> **REQUIRED TASK**
Decide whether each statement below agrees with the commit log. For each, answer yes or no and quote the words of the log that decide it. (a) The problem with ignoring errno after rewind() was reported by clang-scan 19. (b) Checking the result of dirfd() before calling unlinkat() changes the logic of the code. (c) For older C standards, ISC_CONSTEXPR is defined as `constexpr`.

> **EXTRACT TO READ**
Commit Graph

4927 Commits

Author SHA1 Message Date
Ondřej Surý
97a9e4711c Remove code to read and parse /proc/net/if_inet6 on Linux
The getifaddr() works fine for years, so we don't have to
keep the callback to parse /proc/net/if_inet6 anymore.

(cherry picked from commit 2fbf9757b8)
2024-08-19 11:49:56 +00:00
Ondřej Surý
2a0454f881 Ignore errno returned from rewind() in the interface iterator
The clang-scan 19 has reported that we are ignoring errno after the call
to rewind().  As we don't really care about the result, just silence the
error, the whole code will be removed in the development version anyway
as it is not needed.

(cherry picked from commit dda5ba53df)
2024-08-19 11:49:56 +00:00
Ondřej Surý
530f1dd913 Check the result of dirfd() before calling unlinkat()
Instead of directly using the result of dirfd() in the unlinkat() call,
check whether the returned file descriptor is actually valid.  That
doesn't really change the logic as the unlinkat() would fail with
invalid descriptor anyway, but this is cleaner and will report the right
error returned directly by dirfd() instead of EBADF from unlinkat().

(cherry picked from commit 59f4fdebc0)
2024-08-19 10:03:08 +00:00
Ondřej Surý
dc4c0397eb Use constexpr for NS_PER_SEC and friends constants
The contexpr introduced in C23 standard makes perfect sense to be used
instead of preprocessor macros - the symbols are kept, etc.  Define
ISC_CONSTEXPR to be `constexpr` for C23 and `static const` for the older
C standards.  Use the newly introduced macro for the NS_PER_SEC and
friends time constants.

(cherry picked from commit 122a142241)
2024-08-19 09:10:04 +00:00
Ondřej Surý
27a7647559 Change the NS_PER_SEC (and friends) from enum to static const
New version of clang (19) has introduced a stricter checks when mixing
integer (and float types) with enums.  In this case, we used enum {}
as C17 doesn't have constexpr yet.  Change the time conversion constants
to be static const unsigned int instead of enum values.

(cherry picked from commit b03e90e0d4)
2024-08-19 09:10:04 +00:00
Aram Sargsyan
864d55081e Check if logconfig is NULL before using it in isc_log_doit()
Check if 'lctx->logconfig' is NULL before using it in isc_log_doit(),
because it's possible that isc_log_destroy() was already called, e.g.
when a 'call_rcu' function wants to log a message during shutdown.

(cherry picked from commit 656e04f48a)
2024-08-15 14:27:29 +00:00
Ondřej Surý
14302330f4 Skip already rehashed positions in the old hashmap table
When iterating through the old internal hashmap table, skip all the
nodes that have been already migrated to the new table.  We know that
all positions with index less than .hiter are NULL.

(cherry picked from commit 3e4d153453)

> **DATASET EXTRACT**

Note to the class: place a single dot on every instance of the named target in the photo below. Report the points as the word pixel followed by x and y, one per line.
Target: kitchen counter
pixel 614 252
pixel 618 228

> **ANSWER FOR THE TASK**
(a) Yes: "The clang-scan 19 has reported that we are ignoring errno after the call to rewind()."
(b) No: "That doesn't really change the logic as the unlinkat() would fail with invalid descriptor anyway"
(c) No: "Define ISC_CONSTEXPR to be `constexpr` for C23 and `static const` for the older C standards."